### DATA LISTING
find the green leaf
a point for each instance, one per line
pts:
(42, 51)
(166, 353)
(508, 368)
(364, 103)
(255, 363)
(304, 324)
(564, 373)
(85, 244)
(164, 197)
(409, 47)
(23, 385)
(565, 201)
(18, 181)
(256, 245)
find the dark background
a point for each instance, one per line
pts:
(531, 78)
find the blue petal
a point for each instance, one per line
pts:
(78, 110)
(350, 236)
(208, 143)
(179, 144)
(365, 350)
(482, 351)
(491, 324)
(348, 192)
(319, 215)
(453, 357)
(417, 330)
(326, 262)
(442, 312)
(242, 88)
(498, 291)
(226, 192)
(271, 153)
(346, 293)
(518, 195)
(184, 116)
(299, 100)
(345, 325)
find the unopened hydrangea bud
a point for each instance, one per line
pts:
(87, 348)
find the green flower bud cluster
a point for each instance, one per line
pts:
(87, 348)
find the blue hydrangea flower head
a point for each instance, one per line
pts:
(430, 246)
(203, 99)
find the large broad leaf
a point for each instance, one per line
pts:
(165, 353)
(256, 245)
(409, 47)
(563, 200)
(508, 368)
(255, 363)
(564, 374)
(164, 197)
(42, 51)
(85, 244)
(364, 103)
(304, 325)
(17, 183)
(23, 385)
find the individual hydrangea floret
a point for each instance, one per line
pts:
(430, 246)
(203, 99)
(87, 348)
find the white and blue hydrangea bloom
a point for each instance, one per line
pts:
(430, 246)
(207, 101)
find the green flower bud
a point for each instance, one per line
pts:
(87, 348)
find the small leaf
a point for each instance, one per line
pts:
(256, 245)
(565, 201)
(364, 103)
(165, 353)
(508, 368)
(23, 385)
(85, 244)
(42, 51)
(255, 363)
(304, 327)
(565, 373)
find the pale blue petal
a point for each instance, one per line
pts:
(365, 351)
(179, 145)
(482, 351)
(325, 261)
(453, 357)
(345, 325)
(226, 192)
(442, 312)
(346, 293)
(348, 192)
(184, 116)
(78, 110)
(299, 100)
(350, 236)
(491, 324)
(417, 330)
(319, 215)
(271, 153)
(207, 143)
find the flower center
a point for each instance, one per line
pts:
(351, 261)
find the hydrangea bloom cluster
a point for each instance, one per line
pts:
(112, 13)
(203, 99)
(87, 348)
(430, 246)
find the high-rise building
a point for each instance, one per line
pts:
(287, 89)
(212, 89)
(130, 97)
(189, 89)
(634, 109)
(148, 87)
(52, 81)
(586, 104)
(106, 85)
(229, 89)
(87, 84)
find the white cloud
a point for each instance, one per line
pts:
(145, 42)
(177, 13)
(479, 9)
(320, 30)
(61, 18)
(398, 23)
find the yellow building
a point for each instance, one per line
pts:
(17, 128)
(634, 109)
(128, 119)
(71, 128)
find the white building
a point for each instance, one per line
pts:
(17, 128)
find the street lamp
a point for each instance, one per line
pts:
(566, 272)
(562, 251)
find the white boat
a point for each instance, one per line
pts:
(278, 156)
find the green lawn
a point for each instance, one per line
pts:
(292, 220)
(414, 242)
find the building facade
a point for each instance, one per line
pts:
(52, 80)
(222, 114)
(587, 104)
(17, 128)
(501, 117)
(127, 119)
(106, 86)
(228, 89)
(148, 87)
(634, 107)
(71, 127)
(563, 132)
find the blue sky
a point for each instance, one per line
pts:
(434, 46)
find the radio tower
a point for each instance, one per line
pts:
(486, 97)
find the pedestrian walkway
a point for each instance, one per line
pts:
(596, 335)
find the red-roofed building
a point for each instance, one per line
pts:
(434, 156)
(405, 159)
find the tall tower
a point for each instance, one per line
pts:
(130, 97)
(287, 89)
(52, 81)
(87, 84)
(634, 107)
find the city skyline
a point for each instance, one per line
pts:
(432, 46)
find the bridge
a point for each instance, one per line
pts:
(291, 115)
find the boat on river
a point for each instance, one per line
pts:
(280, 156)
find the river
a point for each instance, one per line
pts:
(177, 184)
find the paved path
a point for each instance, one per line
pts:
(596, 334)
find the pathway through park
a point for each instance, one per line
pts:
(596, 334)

### YOUR TASK
Quote all of the entries exactly as they appear.

### TASK ANSWER
find the green leaf
a point for each instance, one per line
pts:
(42, 51)
(166, 353)
(508, 368)
(364, 103)
(255, 363)
(304, 324)
(564, 373)
(85, 244)
(164, 197)
(409, 47)
(23, 385)
(565, 201)
(18, 181)
(256, 245)
find the dark background
a point for each instance, one per line
pts:
(531, 78)
find the blue petal
a point for each instance, one per line
pts:
(78, 110)
(350, 236)
(208, 143)
(179, 144)
(365, 350)
(482, 351)
(491, 324)
(348, 192)
(319, 215)
(453, 357)
(417, 330)
(326, 262)
(442, 312)
(242, 88)
(498, 291)
(226, 192)
(271, 153)
(346, 293)
(518, 195)
(184, 116)
(299, 100)
(345, 325)
find the unopened hydrangea bud
a point for each instance, one per line
pts:
(87, 348)
find the green flower bud cluster
a point for each instance, one per line
pts:
(87, 348)
find the blue hydrangea flower head
a point for each instance, one per line
pts:
(430, 246)
(203, 99)
find the large broad leaf
a point for each instance, one per line
pts:
(165, 353)
(256, 245)
(409, 47)
(563, 200)
(508, 368)
(255, 363)
(564, 374)
(164, 197)
(42, 51)
(85, 244)
(364, 103)
(304, 325)
(17, 183)
(23, 385)
find the individual hydrangea floret
a point for each instance, one per line
pts:
(430, 246)
(203, 99)
(87, 348)
find the white and blue hydrangea bloom
a point for each instance, one per line
pts:
(430, 246)
(207, 101)
find the green flower bud
a point for each instance, one per line
pts:
(87, 348)
find the small leaf
a point for each instance, one per line
pts:
(256, 245)
(565, 201)
(364, 103)
(165, 353)
(508, 368)
(23, 385)
(85, 244)
(42, 51)
(255, 363)
(304, 327)
(565, 373)
find the pale blue petal
a point for each instance, one per line
pts:
(365, 351)
(179, 145)
(482, 351)
(325, 261)
(453, 357)
(345, 325)
(226, 192)
(442, 312)
(346, 293)
(348, 192)
(184, 116)
(78, 110)
(299, 100)
(350, 236)
(491, 324)
(417, 330)
(319, 215)
(271, 153)
(207, 143)
find the flower center
a point for each instance, one per line
pts:
(351, 261)
find the hydrangea bloom cluster
a point for each instance, one per line
pts:
(112, 13)
(203, 99)
(87, 348)
(430, 246)
find the high-rise building
a point for each instance, one per line
pts:
(287, 89)
(212, 89)
(130, 97)
(189, 89)
(634, 109)
(148, 87)
(52, 81)
(586, 104)
(106, 85)
(229, 89)
(87, 84)
find the white cloud
a point for each instance, one per line
pts:
(145, 42)
(177, 13)
(479, 9)
(320, 30)
(61, 18)
(398, 23)
find the yellow building
a point for each instance, one per line
pts:
(17, 128)
(634, 109)
(128, 119)
(71, 128)
find the white building
a point for each instance, one per line
pts:
(17, 128)
find the street lamp
a point for each instance, one per line
pts:
(566, 272)
(562, 251)
find the white boat
a point for each instance, one per line
pts:
(278, 156)
find the green lawn
a point for each instance, one per line
pts:
(292, 220)
(414, 242)
find the building facade
a point for each instance, one per line
pts:
(52, 80)
(222, 114)
(587, 104)
(17, 128)
(501, 117)
(127, 119)
(106, 86)
(228, 89)
(148, 87)
(634, 107)
(71, 127)
(563, 132)
find the blue sky
a point for each instance, one per line
pts:
(434, 46)
find the radio tower
a point for each instance, one per line
pts:
(486, 97)
find the pedestrian walkway
a point for each instance, one per line
pts:
(596, 335)
find the red-roofed building
a point for each instance, one per line
pts:
(434, 156)
(405, 159)
find the tall tower
a point for each instance, one per line
pts:
(130, 97)
(287, 89)
(52, 81)
(87, 84)
(634, 107)
find the city skyline
a point for each instance, one per line
pts:
(432, 46)
find the bridge
a point for each instance, one per line
pts:
(291, 115)
find the boat on river
a point for each instance, one per line
pts:
(280, 156)
find the river
a point for each instance, one per line
pts:
(177, 184)
find the paved path
a point for each instance, one per line
pts:
(596, 334)
find the pathway through park
a point for each instance, one per line
pts:
(596, 334)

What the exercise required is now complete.